The task
Keeping every word in place, write out the entries that come next.

Natural language region descriptions:
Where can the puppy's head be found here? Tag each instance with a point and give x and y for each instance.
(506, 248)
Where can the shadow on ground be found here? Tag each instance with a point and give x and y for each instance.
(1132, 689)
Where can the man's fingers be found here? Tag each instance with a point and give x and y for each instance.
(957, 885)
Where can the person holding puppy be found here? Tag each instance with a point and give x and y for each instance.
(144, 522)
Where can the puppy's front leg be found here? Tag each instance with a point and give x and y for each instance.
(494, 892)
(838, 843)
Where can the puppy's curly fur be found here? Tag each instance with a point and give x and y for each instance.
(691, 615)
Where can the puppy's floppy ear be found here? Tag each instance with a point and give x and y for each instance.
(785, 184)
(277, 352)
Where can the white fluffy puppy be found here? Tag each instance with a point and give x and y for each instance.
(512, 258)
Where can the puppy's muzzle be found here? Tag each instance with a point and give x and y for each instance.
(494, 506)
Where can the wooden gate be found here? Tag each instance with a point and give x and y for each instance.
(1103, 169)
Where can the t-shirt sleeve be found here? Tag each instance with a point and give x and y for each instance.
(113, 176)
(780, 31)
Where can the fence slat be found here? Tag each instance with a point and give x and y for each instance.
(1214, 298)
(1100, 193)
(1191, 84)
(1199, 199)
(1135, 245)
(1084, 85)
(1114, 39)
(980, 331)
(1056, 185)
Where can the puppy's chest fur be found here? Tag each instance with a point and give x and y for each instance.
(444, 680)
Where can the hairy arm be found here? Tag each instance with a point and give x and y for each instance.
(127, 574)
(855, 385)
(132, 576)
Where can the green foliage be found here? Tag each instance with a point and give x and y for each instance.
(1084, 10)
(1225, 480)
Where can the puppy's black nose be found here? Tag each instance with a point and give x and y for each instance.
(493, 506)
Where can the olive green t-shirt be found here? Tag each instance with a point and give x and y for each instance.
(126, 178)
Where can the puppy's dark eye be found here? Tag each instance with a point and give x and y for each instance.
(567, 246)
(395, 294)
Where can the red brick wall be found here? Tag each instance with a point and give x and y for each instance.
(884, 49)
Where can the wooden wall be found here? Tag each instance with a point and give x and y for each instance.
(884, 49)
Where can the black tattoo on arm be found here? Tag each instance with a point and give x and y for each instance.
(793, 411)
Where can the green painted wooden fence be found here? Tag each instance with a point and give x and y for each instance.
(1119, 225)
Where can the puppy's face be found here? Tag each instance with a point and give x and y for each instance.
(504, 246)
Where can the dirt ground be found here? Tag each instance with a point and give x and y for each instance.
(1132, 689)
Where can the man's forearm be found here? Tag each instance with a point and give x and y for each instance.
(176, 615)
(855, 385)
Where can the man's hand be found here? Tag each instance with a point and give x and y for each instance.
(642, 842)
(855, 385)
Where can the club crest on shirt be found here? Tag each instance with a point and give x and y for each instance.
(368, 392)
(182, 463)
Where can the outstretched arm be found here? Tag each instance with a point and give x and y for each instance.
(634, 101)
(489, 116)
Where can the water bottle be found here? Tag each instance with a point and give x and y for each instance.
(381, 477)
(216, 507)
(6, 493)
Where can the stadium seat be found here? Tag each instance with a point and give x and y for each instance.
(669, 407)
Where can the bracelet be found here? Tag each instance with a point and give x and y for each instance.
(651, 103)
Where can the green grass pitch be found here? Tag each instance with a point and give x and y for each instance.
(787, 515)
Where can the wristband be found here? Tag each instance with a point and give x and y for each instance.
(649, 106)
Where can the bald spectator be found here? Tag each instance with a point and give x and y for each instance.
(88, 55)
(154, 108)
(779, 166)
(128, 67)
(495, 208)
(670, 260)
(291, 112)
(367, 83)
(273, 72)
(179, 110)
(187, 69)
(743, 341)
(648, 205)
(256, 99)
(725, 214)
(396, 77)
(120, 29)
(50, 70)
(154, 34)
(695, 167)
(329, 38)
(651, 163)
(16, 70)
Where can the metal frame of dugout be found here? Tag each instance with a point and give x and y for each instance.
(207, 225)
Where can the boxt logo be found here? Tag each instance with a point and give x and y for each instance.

Answer space
Where can the puppy's head be found here? Tag each instance with a point and give x and y for each instance.
(506, 248)
Where can the shadow on ground be found here? Tag each instance with a point and give x and y for each instance.
(1132, 689)
Where can the man's fingers be found here? Tag each instance with a point and give x and y for each instance.
(957, 885)
Where can the person holding puppy be found here? Tag each instance with a point and give x and y for each instance.
(144, 522)
Where can the puppy's front leg be found here? Tag each instance with a point and give x and y for each instance.
(494, 892)
(838, 843)
Where can the puppy's curly fur be found here? Tag each instance with a point and give x and y for each instance.
(691, 615)
Where can the puppy's floppy ear be found here? Tag each instance with a point and give x and y for each instance.
(785, 184)
(277, 352)
Where can the white fluffy puppy be found here? Tag each instance with a point and give x and y for each instance.
(512, 258)
Where can the puppy's muzzle be found here? Tag each instance with a point and give x and y for each instance.
(494, 506)
Where can the wooden gate be found here? Tag each instance with a point and give x and y for each instance.
(1103, 169)
Where can the t-shirt sleeve be found here? Tag each instance with a point and give x and y for each instance.
(113, 176)
(780, 31)
Where can the fence slat be found here? Tag each instance with a point and give x and y for each instance.
(1214, 298)
(1100, 193)
(1191, 84)
(1199, 199)
(1135, 245)
(1084, 85)
(1114, 39)
(980, 331)
(1056, 185)
Where can the puppy's chest fur be found here? Tag each instance with a point and give x and y for each instance.
(444, 680)
Where can the hairy arm be found here? Tag each instance with a point and give x and y for each instance.
(127, 574)
(855, 385)
(132, 576)
Where can the green foliage be found here? Tag each instance with a point and give x and y for each instance.
(1084, 10)
(1225, 480)
Where can the puppy's black nose be found here? Tag each instance with a point and give x and y for each instance.
(493, 506)
Where can the olive green t-shirt be found here? Tag each instance with a point and give x and y for each instance.
(126, 178)
Where can the puppy's dark eye be found here? Tag each instance with a point and give x and y for each instance.
(567, 246)
(395, 294)
Where can the red brick wall be found here? Tag each instance with a point and give x and y for each instance.
(884, 49)
Where can the wooden wall be found here? Tag each instance with a point and give x and y for each instance.
(884, 49)
Where can the black tattoo on arm be found here? Tag each instance with a point and give x and y for each instance.
(793, 411)
Where can the green painted wooden fence be found here? Tag each instance with a point and give x and y for each instance.
(1119, 225)
Where can the puppy's face be found here? Tag each instance with a point and give x and y for each instance.
(504, 246)
Where can the dirt ground be found here? Tag each instance with a point and give x and y for each instance.
(1132, 689)
Where can the man's forearm be found here? Tag each instance with a point and give x and y for each instance.
(176, 615)
(855, 385)
Where can the man's hand be found here? Tag each instance with a point and give x and y for each instance.
(642, 842)
(855, 385)
Where can the club crest on shirt be found here? Tag each instance with a point and give x and y for each instance.
(368, 392)
(182, 463)
Where can the outstretched arm be found here? Tag each instance with a point and give x and y for each instance.
(634, 101)
(489, 116)
Where can the water bottle be found here? Tag each instance with a point and give x and y for each instance.
(381, 477)
(216, 507)
(6, 493)
Where can the stadium seat be found here? Tag each instance with a point and give x and y for each instance.
(669, 407)
Where can the bracelet be found here? Tag each instance with a point and give x and y for each instance.
(651, 103)
Where can the green grass pitch be found here? Tag each instance with a point and give x and y for each instance.
(787, 515)
Where can the wristband be found here? Tag each instance with a point and give x and y for each instance.
(649, 106)
Where can the bald spectator be found here? Tag each instance with a point and give x and y for each instance.
(88, 55)
(154, 108)
(779, 166)
(128, 67)
(495, 208)
(670, 260)
(291, 112)
(367, 83)
(273, 72)
(179, 110)
(187, 69)
(743, 341)
(648, 205)
(256, 99)
(725, 214)
(396, 77)
(120, 29)
(50, 70)
(154, 34)
(695, 167)
(329, 38)
(651, 163)
(16, 70)
Where can the metal frame of dugout be found here? Tag each instance with a point and give x and y for each instance.
(207, 225)
Where can the boxt logo be found here? Tag each instance with a point and give x and y for each instance.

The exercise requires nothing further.